- **Passage**
=-=-=

# What carbide insert is this



## Martin22250 (May 24, 2017)

I bought this insert tool off eBay and want to know what kind of insert this tool has on it  so I can buy a couple spares, I have only used hss so insert tools are new to me 
Thanks Dustin


----------



## woodchucker (May 24, 2017)

its a threading insert. what size? I don't know.
if you have some transfer punches, remove the shim, put the transfer punch over the hole and see what size touches the outer edges , that will at least give you the circle size .. what size is the shank of the holder? we have no reference for size.

see http://www.iscar.com/Products.aspx/CountryID/1/ProductId/56
and http://www.iscar.com/Products.aspx/CountryID/1/ProductId/57  on this page you will see why you need to measure the circle size.


----------



## darkzero (May 24, 2017)

The photo you have posted is not an insert, it's an anvil. The actual threading insert would sit on top of the anvil. Anvils are interchangeable to change helix angle.

Without knowing the tool holder designation it's hard to determine what insert size you need from just that pic.

My guess is it's a 16ER size as that is most common. Did the tool come with any else or as is with no threading insert? Can you post the letters & numbers on the side of the tool holder? Should be SER something.

You can also get an idea of the size of the insert from the anvil. Measure the inscribed circle of the anvil. Doesn't have to be exact & it won't be unless you have the insert to measure off of.

A 3/8" inscribed circle (largest circle that will fit in the triangle shape of the insert) would be a 16 size insert. 1/4" I.C. would be a 11 size insert. 1/2" I.C. would be a 22 size insert. ER means it's an insert for external threads. IR is for internal threads. Your holder is for external threads so it will be ER.


----------



## Martin22250 (May 25, 2017)

Thanks this is what came in my box, I thought the gold inserts were for threading and the other for turning,  shows what I know,  still don't understand the anvil purpose


----------



## darkzero (May 25, 2017)

The anvil sets the helix angle at which the the threading insert sits at.  The anvils are available in different angles. Don't worry about, just install the insert on top of the anvil. Unless you are threading very coarse pitches, the standard anvil that usually comes with SER holders will cover a wide range of threads.


----------



## Ed ke6bnl (May 25, 2017)

looks like you may not need any new inserts in your lifetime. not in my lifetime but I am old


----------



## Martin22250 (May 25, 2017)

darkzero said:


> The anvil sets the helix angle at which the the threading insert sits at.  The anvils are available in different angles. Don't worry about, just install the insert on top of the anvil. Unless you are threading very coarse pitches, the standard anvil that usually comes with SER holders will cover a wide range of threads.


Ok thanks, this form is really helpful,  another question is why does it has 3 different grinds on it, and it has a side adjustment screw? I'm guess the anvil is just mild steel, I almost tried to cut a grade 8 bolt with the anvil to just try it out my new toy, I'm guessing it wouldn't of worked out good


----------



## 4GSR (May 25, 2017)

The anvil is carbide too.  It can cut when you don't want it to.


----------



## pstemari (May 25, 2017)

=-=-=

- **Excerpted records**
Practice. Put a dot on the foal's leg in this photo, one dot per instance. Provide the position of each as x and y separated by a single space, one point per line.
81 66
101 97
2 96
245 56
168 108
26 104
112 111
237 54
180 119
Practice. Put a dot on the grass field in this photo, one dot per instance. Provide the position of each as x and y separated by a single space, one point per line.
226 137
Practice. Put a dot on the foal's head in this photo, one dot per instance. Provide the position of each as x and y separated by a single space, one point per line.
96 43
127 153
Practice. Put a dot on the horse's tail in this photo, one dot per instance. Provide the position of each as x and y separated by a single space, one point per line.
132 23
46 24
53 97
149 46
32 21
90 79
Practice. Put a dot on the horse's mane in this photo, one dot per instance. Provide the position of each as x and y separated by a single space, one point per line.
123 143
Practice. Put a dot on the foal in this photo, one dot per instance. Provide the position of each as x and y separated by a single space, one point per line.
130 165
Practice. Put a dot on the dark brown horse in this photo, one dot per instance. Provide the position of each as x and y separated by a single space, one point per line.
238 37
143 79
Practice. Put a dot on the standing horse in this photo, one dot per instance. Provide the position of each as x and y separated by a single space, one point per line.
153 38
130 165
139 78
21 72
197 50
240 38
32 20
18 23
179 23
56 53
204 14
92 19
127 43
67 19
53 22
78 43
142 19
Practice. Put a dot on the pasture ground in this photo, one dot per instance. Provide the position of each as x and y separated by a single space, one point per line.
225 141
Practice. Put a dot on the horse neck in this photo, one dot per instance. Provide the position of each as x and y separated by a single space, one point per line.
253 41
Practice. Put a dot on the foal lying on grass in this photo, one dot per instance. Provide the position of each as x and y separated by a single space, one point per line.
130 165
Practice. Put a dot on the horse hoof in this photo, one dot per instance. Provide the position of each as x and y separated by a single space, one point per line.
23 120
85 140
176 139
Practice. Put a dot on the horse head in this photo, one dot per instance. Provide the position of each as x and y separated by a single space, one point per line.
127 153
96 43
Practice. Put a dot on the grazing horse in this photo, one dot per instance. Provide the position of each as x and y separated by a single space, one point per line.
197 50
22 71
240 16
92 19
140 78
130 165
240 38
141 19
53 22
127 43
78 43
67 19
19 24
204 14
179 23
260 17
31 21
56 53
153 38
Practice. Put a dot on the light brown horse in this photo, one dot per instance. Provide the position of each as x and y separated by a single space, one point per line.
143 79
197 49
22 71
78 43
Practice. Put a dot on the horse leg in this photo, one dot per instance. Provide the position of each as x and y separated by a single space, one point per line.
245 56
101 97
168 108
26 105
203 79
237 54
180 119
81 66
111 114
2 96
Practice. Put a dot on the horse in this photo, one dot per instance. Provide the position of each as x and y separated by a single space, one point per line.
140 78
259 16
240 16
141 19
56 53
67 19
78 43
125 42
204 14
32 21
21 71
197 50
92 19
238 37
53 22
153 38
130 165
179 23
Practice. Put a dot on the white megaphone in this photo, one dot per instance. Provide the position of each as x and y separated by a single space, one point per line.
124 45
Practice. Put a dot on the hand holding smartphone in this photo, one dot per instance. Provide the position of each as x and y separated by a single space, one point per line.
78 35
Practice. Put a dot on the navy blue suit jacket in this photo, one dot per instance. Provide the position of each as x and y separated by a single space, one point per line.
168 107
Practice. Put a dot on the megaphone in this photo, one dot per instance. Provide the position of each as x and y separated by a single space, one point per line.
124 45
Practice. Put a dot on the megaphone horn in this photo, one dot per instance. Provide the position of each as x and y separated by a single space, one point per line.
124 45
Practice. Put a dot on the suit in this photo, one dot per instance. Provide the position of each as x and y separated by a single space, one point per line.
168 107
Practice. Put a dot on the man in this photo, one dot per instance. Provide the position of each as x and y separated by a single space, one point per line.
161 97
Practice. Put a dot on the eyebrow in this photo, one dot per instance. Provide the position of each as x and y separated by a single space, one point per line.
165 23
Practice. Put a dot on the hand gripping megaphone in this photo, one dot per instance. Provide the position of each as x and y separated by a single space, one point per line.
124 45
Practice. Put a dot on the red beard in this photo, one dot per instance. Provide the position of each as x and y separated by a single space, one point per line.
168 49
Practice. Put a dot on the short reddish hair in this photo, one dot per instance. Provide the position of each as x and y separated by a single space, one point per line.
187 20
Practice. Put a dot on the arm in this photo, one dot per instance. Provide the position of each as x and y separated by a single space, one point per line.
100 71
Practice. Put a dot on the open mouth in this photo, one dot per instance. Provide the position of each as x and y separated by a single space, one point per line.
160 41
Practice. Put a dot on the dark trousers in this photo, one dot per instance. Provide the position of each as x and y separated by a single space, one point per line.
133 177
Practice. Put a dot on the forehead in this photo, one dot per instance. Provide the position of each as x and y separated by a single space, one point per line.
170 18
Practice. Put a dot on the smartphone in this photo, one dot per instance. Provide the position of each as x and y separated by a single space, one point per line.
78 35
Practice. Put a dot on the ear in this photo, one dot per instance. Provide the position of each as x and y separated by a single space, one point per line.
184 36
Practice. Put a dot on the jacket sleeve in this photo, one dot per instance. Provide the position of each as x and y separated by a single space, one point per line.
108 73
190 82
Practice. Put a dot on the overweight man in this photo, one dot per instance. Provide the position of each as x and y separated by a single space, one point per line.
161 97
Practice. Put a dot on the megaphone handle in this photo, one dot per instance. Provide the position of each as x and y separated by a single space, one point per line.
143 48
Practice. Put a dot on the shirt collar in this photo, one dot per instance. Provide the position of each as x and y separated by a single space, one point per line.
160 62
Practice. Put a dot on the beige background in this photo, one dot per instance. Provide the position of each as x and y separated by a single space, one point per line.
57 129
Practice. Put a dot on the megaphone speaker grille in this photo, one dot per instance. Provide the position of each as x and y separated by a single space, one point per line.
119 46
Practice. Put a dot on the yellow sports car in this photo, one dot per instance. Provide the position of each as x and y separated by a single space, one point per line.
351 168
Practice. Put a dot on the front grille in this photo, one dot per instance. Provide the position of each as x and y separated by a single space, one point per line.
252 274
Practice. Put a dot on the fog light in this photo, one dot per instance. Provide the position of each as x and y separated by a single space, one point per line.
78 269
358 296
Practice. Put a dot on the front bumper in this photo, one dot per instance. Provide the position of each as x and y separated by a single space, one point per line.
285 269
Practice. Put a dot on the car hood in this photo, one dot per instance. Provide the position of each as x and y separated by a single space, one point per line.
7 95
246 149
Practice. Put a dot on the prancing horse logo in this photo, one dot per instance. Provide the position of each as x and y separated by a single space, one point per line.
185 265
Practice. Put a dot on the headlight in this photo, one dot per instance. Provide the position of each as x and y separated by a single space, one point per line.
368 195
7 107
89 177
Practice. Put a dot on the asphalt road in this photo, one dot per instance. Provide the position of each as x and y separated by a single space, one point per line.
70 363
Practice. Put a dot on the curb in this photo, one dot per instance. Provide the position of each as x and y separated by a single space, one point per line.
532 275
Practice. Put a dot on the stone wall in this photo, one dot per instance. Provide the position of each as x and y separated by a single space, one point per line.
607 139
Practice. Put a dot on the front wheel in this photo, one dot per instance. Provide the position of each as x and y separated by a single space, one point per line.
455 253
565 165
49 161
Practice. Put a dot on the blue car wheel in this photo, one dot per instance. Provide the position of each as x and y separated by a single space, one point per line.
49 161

=-=-=

- **Written exercise A**
Return every line of the records that contains the string "grass".
- **Written exercise B**
Carry on the carbide insert thread from the point where it stops.

- **Exercise response A**
Practice. Put a dot on the grass field in this photo, one dot per instance. Provide the position of each as x and y separated by a single space, one point per line.
Practice. Put a dot on the foal lying on grass in this photo, one dot per instance. Provide the position of each as x and y separated by a single space, one point per line.

- **Exercise response B**
Martin22250 said:


> I bought this insert tool off eBay and want to know what kind of insert this tool has on it  so I can buy a couple spares, I have only used hss so insert tools are new to me
> Thanks Dustin


That's a shim in the tool. Very important that you don't lose our damage it!

That's a laydown threading tool. You'll want 11ER or 16ER inserts for it, depending on its size. 11ER for 1/4" inscribed circle, 16ER for 3/8".

The inserts are available in a huge range: full profile inserts for a specific TPI, partial profile that handle a range of sizes but require cleanup of the thread crests, unified, Acme, buttress, Whitworth, etc etc etc.

Sent from my Pixel XL using Tapatalk


----------



## darkzero (May 25, 2017)

Martin22250 said:


> Ok thanks, this form is really helpful,  another question is why does it has 3 different grinds on it, and it has a side adjustment screw? I'm guess the anvil is just mild steel, I almost tried to cut a grade 8 bolt with the anvil to just try it out my new toy, I'm guessing it wouldn't of worked out good



Just the way it's designed. The round corner to fit in the pocket. The pointed corner to support the cutting top of the insert (when you lay an insert on top of it you'll see that it's actually shorter than the insert's tip to allow clearance for cutting), and the flat side is for the mounting screw.

The screw is just that, for mounting the anvil. If you unscrew the screw on the side, it allows you to remove remove the anvil to swap ot out if/when needed.

Like Ken stated, it should be made of carbide but it's not ground appropiately for cutting cause it's just an anvil. I too have seen people actually try to cut with it though.


----------



## Silverbullet (May 25, 2017)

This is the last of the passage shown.